[Stored data]
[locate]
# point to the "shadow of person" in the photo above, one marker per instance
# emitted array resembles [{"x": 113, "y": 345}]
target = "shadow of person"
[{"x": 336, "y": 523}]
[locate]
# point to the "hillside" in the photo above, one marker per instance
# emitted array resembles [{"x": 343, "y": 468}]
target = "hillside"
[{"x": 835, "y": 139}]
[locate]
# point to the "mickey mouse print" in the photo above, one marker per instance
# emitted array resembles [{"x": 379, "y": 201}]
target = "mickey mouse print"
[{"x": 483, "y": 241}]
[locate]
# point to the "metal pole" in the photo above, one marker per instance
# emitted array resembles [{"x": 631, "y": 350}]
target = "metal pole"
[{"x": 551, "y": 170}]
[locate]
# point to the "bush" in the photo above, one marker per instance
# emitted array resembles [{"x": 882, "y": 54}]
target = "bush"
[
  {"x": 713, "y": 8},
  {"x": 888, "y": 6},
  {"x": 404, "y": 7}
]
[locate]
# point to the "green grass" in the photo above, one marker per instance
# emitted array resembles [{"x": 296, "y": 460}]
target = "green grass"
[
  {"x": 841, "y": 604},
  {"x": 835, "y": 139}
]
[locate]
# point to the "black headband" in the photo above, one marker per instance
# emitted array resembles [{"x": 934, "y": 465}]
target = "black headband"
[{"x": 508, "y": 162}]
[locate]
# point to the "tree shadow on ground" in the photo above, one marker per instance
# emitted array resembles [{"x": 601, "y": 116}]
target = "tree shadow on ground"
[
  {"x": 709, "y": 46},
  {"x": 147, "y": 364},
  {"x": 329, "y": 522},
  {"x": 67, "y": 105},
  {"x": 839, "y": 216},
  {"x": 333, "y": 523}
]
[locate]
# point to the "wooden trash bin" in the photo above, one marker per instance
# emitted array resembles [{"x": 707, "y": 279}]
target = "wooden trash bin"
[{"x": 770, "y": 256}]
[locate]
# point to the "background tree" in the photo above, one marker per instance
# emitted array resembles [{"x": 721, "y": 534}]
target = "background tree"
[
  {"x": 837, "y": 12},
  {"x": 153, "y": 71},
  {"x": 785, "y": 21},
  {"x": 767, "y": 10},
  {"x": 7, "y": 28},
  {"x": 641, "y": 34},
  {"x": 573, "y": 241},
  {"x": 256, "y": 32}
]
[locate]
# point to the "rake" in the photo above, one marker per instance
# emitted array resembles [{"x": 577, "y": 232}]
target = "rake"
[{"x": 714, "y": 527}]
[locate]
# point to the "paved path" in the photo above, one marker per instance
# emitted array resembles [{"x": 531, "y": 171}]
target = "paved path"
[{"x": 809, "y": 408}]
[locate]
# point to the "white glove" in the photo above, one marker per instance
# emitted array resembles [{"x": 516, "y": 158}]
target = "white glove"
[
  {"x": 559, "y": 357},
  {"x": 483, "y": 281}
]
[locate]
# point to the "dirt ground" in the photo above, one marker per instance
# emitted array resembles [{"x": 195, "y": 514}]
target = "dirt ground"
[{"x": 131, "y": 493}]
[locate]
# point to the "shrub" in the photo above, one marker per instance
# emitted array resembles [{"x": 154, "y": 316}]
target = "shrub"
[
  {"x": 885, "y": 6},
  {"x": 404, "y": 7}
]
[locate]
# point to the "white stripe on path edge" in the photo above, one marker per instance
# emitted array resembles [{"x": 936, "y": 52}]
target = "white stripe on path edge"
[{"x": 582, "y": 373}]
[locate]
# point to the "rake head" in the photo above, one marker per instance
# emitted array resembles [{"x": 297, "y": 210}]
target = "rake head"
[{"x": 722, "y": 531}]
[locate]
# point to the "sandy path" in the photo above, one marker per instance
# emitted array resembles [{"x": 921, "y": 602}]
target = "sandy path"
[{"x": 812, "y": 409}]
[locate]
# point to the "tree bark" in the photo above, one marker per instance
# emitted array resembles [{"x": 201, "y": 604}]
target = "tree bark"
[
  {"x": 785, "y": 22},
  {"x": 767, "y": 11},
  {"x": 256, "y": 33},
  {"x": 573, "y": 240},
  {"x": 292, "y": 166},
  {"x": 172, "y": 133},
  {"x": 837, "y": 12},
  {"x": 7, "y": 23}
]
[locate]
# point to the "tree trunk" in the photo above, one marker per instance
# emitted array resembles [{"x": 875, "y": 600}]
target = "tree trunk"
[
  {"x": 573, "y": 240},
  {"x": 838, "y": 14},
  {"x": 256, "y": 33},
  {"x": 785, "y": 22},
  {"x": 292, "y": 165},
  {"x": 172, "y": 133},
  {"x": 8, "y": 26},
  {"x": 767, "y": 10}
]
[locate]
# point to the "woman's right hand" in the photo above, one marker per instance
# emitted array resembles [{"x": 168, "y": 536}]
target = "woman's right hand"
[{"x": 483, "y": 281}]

Task to carry out → Please state how many lines in the entries above contain the string "stripe". Case counts, and the reply should be the number alone.

Response to the task → 2